## THE DATA
____
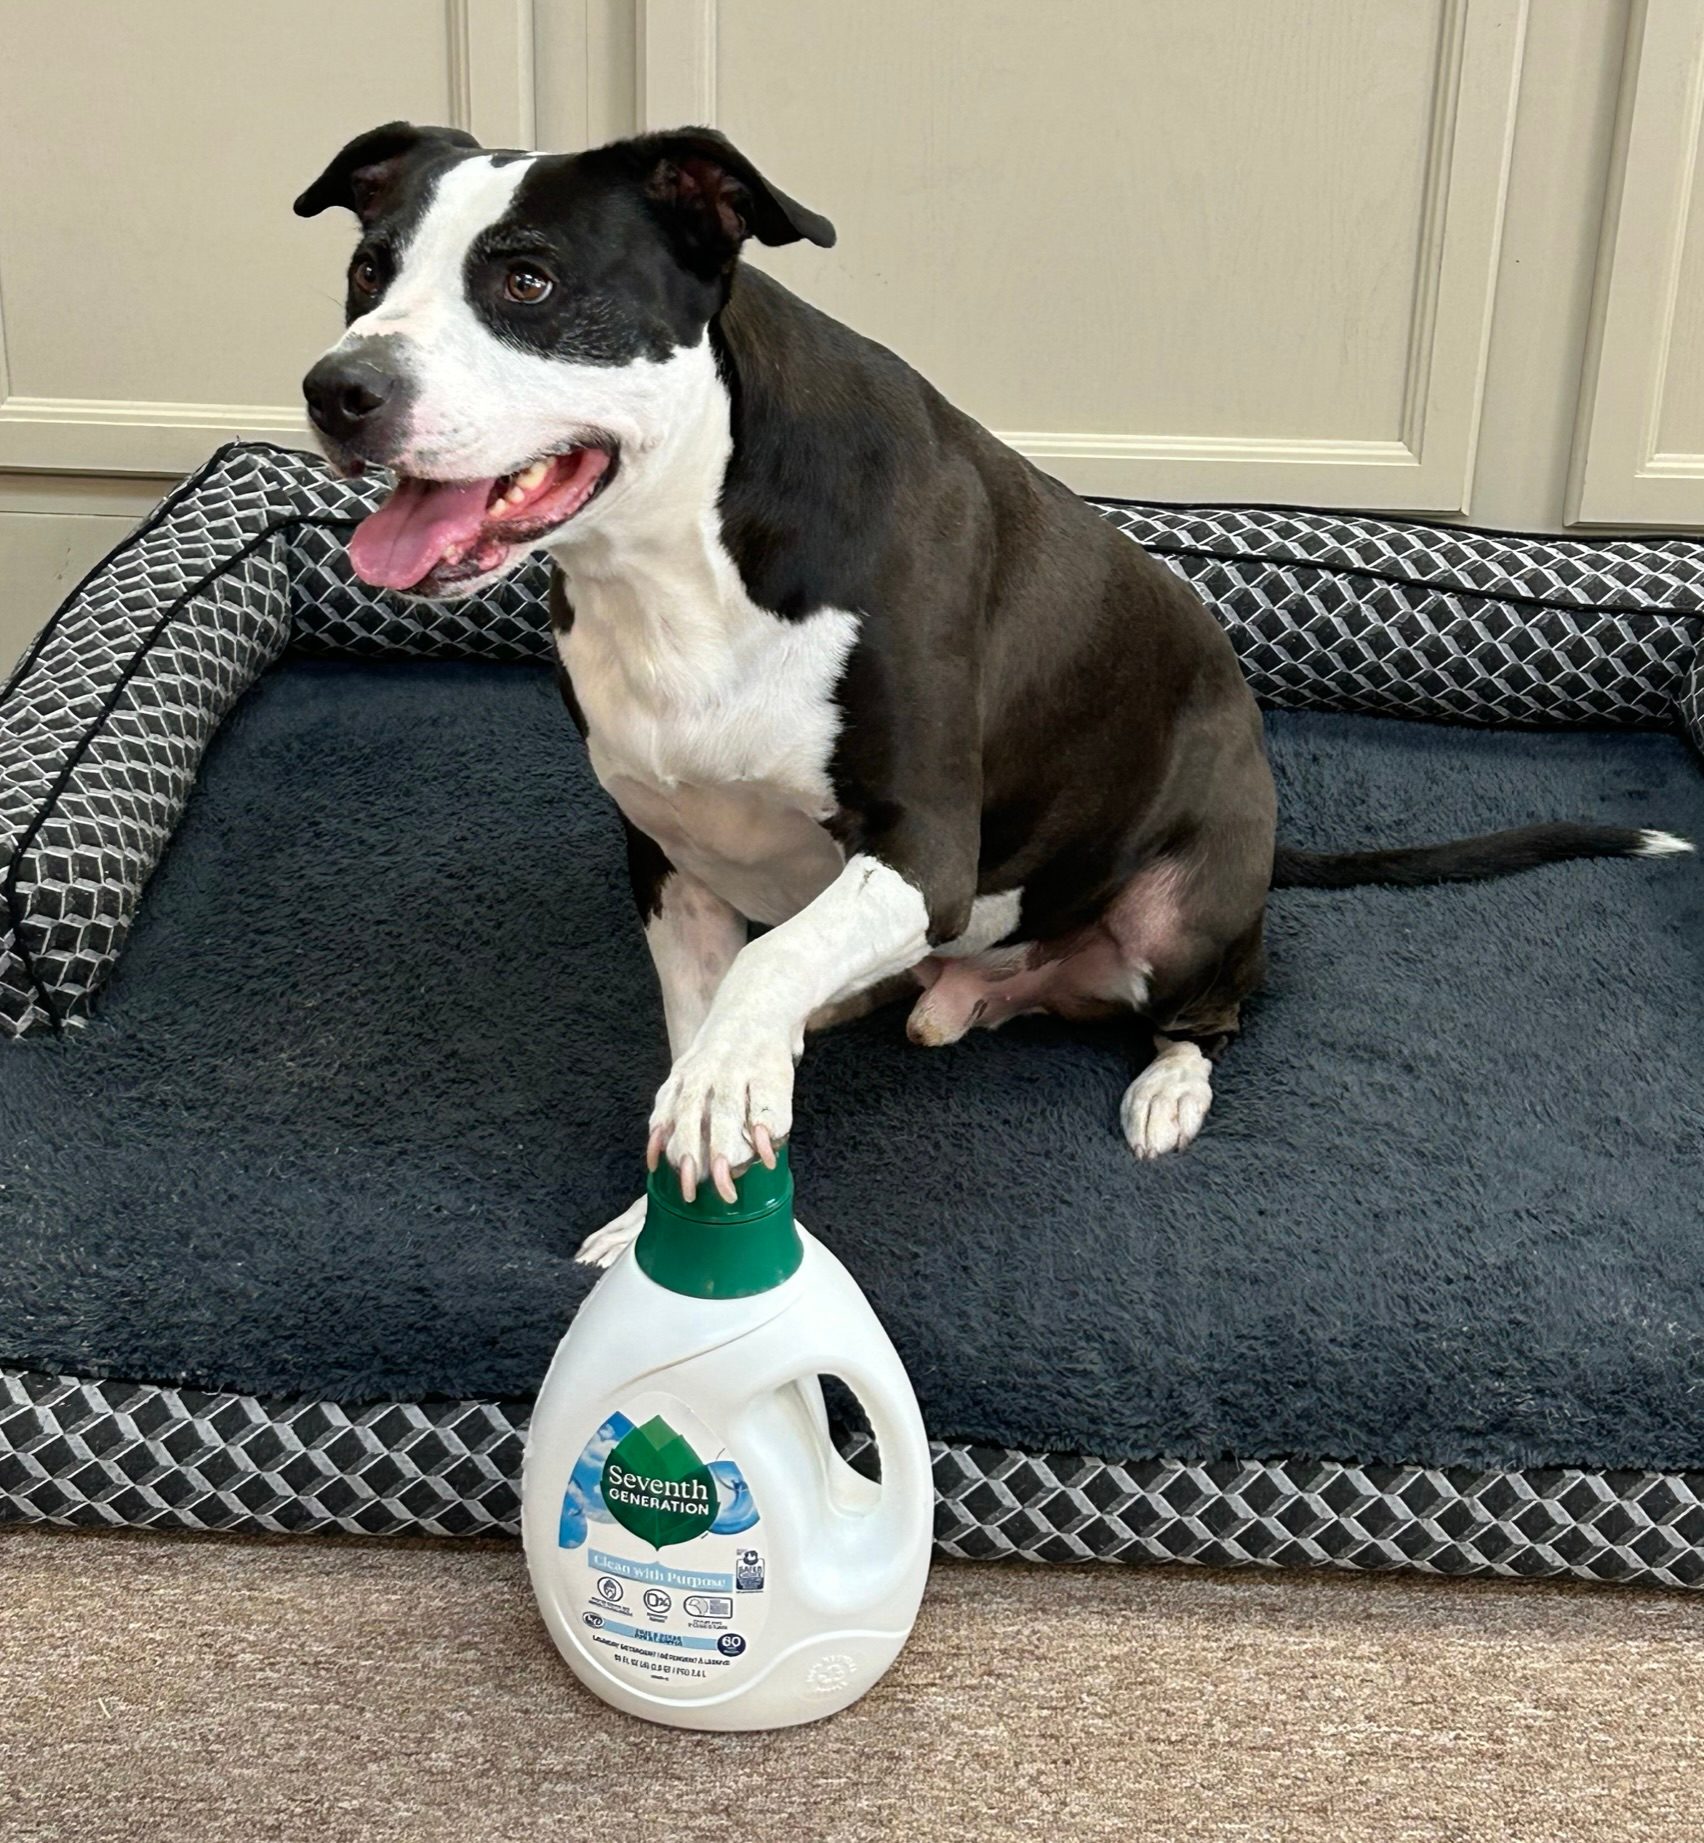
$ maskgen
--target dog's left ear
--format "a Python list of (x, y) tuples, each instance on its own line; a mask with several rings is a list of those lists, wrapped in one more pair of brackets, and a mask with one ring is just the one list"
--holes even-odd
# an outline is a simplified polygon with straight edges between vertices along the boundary
[(834, 247), (834, 226), (772, 186), (733, 142), (714, 128), (681, 128), (646, 135), (639, 151), (650, 162), (648, 198), (666, 206), (671, 219), (725, 265), (747, 237), (759, 243), (801, 239)]
[(370, 224), (392, 181), (405, 167), (428, 154), (478, 145), (460, 128), (416, 128), (412, 122), (386, 122), (382, 128), (370, 128), (358, 134), (296, 200), (296, 216), (314, 218), (341, 205), (363, 224)]

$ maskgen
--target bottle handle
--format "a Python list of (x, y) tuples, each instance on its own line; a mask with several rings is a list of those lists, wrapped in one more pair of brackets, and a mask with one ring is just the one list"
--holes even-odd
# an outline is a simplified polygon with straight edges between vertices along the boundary
[[(893, 1362), (897, 1368), (897, 1355)], [(896, 1401), (882, 1378), (856, 1357), (824, 1354), (808, 1362), (795, 1361), (788, 1365), (788, 1373), (779, 1386), (818, 1376), (838, 1376), (851, 1389), (870, 1417), (870, 1431), (876, 1438), (882, 1465), (880, 1495), (869, 1510), (841, 1514), (857, 1518), (860, 1548), (882, 1558), (868, 1568), (859, 1594), (860, 1599), (879, 1599), (899, 1585), (912, 1565), (907, 1524), (914, 1513), (908, 1506), (925, 1505), (929, 1526), (933, 1527), (935, 1479), (929, 1460), (929, 1437), (910, 1386)], [(877, 1540), (870, 1543), (866, 1539), (872, 1531)]]

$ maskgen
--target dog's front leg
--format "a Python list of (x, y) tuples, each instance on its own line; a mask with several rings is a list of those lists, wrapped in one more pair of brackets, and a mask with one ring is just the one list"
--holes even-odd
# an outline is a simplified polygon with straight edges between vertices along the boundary
[(645, 923), (645, 944), (662, 988), (671, 1062), (710, 1015), (745, 938), (745, 917), (707, 884), (676, 871), (663, 885), (657, 912)]
[(745, 917), (709, 884), (677, 870), (662, 846), (625, 813), (621, 825), (633, 905), (657, 970), (669, 1060), (674, 1062), (697, 1036), (723, 975), (745, 945)]
[(731, 1202), (733, 1172), (753, 1158), (773, 1163), (792, 1126), (805, 1020), (915, 966), (969, 901), (968, 879), (959, 900), (932, 903), (921, 878), (868, 852), (849, 858), (815, 901), (740, 950), (657, 1095), (650, 1163), (666, 1157), (689, 1198), (708, 1177)]
[[(663, 995), (669, 1060), (678, 1062), (709, 1016), (728, 968), (745, 945), (745, 917), (708, 884), (677, 870), (662, 848), (630, 823), (627, 867)], [(640, 1197), (588, 1235), (575, 1258), (593, 1267), (607, 1267), (644, 1224), (645, 1199)]]

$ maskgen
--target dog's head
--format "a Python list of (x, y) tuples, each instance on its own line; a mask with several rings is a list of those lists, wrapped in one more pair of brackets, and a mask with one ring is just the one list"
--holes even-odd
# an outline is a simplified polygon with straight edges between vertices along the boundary
[(350, 541), (366, 581), (465, 595), (642, 491), (700, 405), (748, 237), (833, 226), (707, 128), (575, 155), (392, 122), (296, 200), (352, 211), (348, 330), (302, 380), (327, 457), (397, 475)]

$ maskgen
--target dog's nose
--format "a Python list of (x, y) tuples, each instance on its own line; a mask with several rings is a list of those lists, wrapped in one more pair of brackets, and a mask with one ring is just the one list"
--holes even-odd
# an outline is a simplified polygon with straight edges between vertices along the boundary
[(336, 352), (328, 352), (302, 379), (308, 414), (337, 442), (370, 433), (395, 388), (396, 379), (376, 365)]

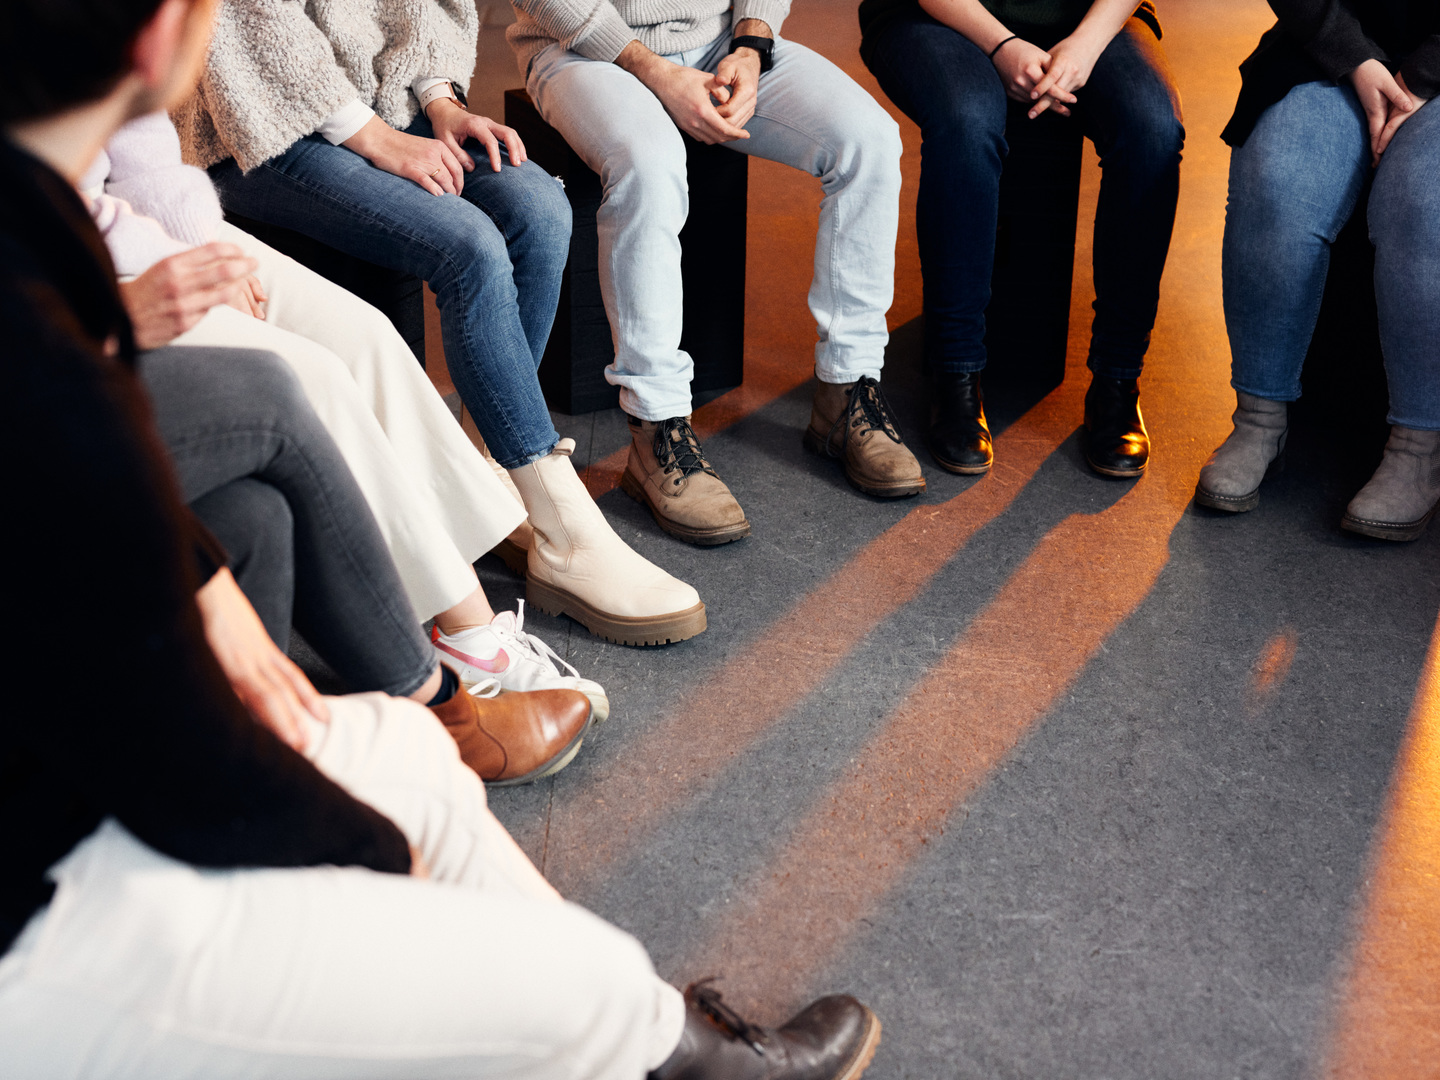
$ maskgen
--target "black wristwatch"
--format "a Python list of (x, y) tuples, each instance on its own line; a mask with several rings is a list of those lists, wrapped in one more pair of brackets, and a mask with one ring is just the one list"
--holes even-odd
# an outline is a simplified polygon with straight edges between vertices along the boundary
[(750, 37), (742, 34), (740, 37), (730, 39), (730, 51), (736, 49), (754, 49), (760, 54), (760, 74), (764, 75), (775, 66), (775, 39), (768, 37)]

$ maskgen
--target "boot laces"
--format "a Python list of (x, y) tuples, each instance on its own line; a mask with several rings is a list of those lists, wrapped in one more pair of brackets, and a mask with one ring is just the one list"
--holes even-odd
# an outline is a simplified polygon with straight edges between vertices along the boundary
[(763, 1057), (765, 1054), (764, 1030), (756, 1027), (729, 1005), (726, 1005), (721, 1000), (720, 991), (710, 985), (714, 981), (715, 977), (712, 975), (687, 986), (685, 988), (685, 1004), (699, 1010), (721, 1031), (732, 1038), (739, 1039)]
[[(856, 419), (858, 423), (855, 422)], [(861, 375), (856, 380), (855, 385), (850, 388), (850, 400), (845, 408), (840, 410), (835, 423), (830, 425), (830, 436), (826, 441), (834, 442), (837, 431), (841, 432), (841, 449), (849, 443), (852, 431), (861, 435), (868, 431), (879, 431), (891, 442), (900, 442), (900, 429), (895, 426), (890, 415), (890, 403), (885, 400), (885, 391), (880, 389), (878, 379)]]
[(655, 425), (655, 458), (667, 473), (679, 469), (681, 476), (703, 472), (720, 479), (710, 462), (705, 460), (705, 451), (700, 449), (695, 429), (683, 416), (672, 416)]

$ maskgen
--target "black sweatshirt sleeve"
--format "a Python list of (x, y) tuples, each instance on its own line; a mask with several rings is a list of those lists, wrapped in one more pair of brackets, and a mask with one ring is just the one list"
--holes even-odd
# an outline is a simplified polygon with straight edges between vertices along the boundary
[(407, 872), (399, 830), (230, 689), (194, 602), (196, 534), (139, 382), (67, 319), (45, 287), (0, 280), (12, 670), (22, 700), (40, 702), (12, 714), (5, 737), (93, 812), (187, 862)]
[(1405, 57), (1400, 65), (1405, 85), (1412, 94), (1429, 100), (1440, 94), (1440, 34), (1426, 38), (1424, 43)]
[(1341, 0), (1270, 0), (1270, 6), (1285, 32), (1332, 79), (1344, 78), (1366, 60), (1389, 59)]

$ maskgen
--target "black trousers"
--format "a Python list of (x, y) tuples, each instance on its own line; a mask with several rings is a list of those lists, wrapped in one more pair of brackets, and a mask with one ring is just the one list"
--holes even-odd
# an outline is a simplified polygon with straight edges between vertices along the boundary
[[(191, 509), (281, 648), (293, 624), (348, 689), (413, 693), (435, 670), (379, 526), (279, 357), (166, 348), (140, 358)], [(122, 569), (123, 572), (123, 569)]]

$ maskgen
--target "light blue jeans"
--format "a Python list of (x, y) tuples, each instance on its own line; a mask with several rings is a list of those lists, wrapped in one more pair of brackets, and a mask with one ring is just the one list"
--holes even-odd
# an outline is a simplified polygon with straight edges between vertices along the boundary
[[(729, 51), (727, 31), (667, 59), (714, 71)], [(803, 45), (777, 40), (774, 59), (760, 77), (750, 138), (726, 145), (820, 178), (809, 297), (819, 333), (815, 371), (831, 383), (878, 378), (895, 288), (900, 130), (848, 75)], [(680, 132), (635, 76), (559, 45), (535, 58), (526, 85), (604, 189), (600, 287), (615, 335), (605, 377), (621, 388), (630, 415), (683, 416), (694, 365), (680, 348), (680, 229), (690, 209)]]
[(1390, 423), (1440, 430), (1440, 105), (1407, 120), (1370, 168), (1348, 85), (1302, 83), (1230, 156), (1222, 256), (1231, 385), (1300, 396), (1330, 245), (1367, 184)]

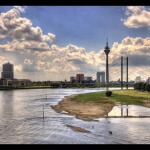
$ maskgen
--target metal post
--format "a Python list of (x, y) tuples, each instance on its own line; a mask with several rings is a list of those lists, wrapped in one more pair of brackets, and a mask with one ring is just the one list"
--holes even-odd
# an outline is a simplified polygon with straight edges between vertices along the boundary
[(121, 89), (123, 89), (123, 56), (121, 57)]
[(128, 57), (127, 57), (127, 64), (126, 65), (127, 65), (127, 81), (126, 81), (127, 83), (126, 83), (126, 87), (128, 89)]
[(127, 105), (127, 116), (128, 116), (128, 105)]
[(43, 119), (44, 119), (44, 105), (43, 105)]
[(121, 104), (121, 117), (123, 116), (123, 107), (122, 107), (122, 104)]

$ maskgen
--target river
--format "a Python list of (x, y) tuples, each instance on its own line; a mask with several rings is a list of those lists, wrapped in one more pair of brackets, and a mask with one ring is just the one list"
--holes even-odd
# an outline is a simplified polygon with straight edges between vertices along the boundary
[[(149, 118), (97, 118), (83, 121), (57, 113), (56, 105), (64, 96), (105, 91), (89, 89), (24, 89), (0, 91), (0, 144), (149, 144)], [(113, 90), (113, 89), (112, 89)], [(141, 106), (115, 106), (109, 115), (150, 115)], [(44, 118), (43, 118), (44, 116)], [(67, 125), (90, 131), (83, 133)], [(110, 134), (111, 131), (111, 134)]]

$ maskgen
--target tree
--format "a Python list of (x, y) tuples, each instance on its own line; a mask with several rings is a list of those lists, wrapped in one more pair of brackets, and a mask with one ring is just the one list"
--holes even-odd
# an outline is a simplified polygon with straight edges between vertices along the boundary
[(106, 91), (106, 93), (105, 93), (105, 94), (106, 94), (106, 96), (108, 96), (108, 97), (109, 97), (109, 96), (111, 96), (111, 95), (112, 95), (112, 91)]

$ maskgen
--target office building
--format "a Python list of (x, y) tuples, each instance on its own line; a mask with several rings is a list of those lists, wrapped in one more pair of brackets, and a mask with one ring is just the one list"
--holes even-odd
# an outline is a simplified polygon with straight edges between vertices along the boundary
[(78, 82), (82, 82), (84, 80), (84, 74), (77, 74), (76, 75), (76, 80)]
[(14, 69), (13, 65), (9, 62), (3, 64), (2, 67), (2, 79), (13, 79), (14, 78)]
[(105, 83), (105, 72), (97, 72), (97, 82)]

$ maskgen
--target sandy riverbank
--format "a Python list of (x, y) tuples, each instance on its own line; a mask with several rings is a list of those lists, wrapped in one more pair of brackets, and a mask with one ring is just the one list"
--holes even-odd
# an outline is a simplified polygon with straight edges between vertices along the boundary
[(94, 118), (100, 118), (107, 115), (115, 106), (115, 102), (111, 103), (81, 103), (71, 101), (70, 99), (76, 96), (76, 94), (65, 96), (58, 105), (51, 106), (57, 112), (66, 111), (68, 115), (75, 115), (76, 118), (85, 121), (92, 121)]

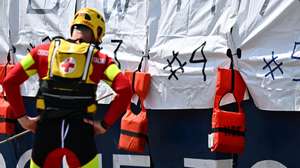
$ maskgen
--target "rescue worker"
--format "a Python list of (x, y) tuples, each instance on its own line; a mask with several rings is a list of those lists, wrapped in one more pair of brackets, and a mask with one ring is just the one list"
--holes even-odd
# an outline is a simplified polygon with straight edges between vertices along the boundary
[[(126, 111), (132, 96), (127, 78), (97, 48), (105, 34), (101, 14), (93, 8), (80, 9), (70, 30), (71, 39), (58, 38), (33, 48), (4, 80), (7, 100), (18, 122), (35, 133), (31, 168), (53, 167), (44, 163), (56, 149), (75, 154), (80, 167), (99, 167), (94, 134), (105, 133)], [(40, 115), (31, 118), (26, 114), (20, 85), (36, 73), (40, 79), (36, 100)], [(97, 121), (93, 117), (100, 80), (106, 81), (116, 96), (103, 120)], [(72, 167), (72, 159), (66, 158)]]

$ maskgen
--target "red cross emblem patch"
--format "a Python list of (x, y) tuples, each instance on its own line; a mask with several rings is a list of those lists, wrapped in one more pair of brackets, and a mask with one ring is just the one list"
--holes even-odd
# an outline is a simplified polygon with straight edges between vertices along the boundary
[(72, 73), (75, 70), (76, 60), (73, 57), (68, 57), (60, 63), (60, 72), (67, 74)]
____
## WHAT YOU HAVE TO DO
Return a copy of each line in the entries that carries the string "black".

## EXPECTED ANSWER
--target "black wristwatch"
--target "black sweatshirt sleeve"
--target "black trousers"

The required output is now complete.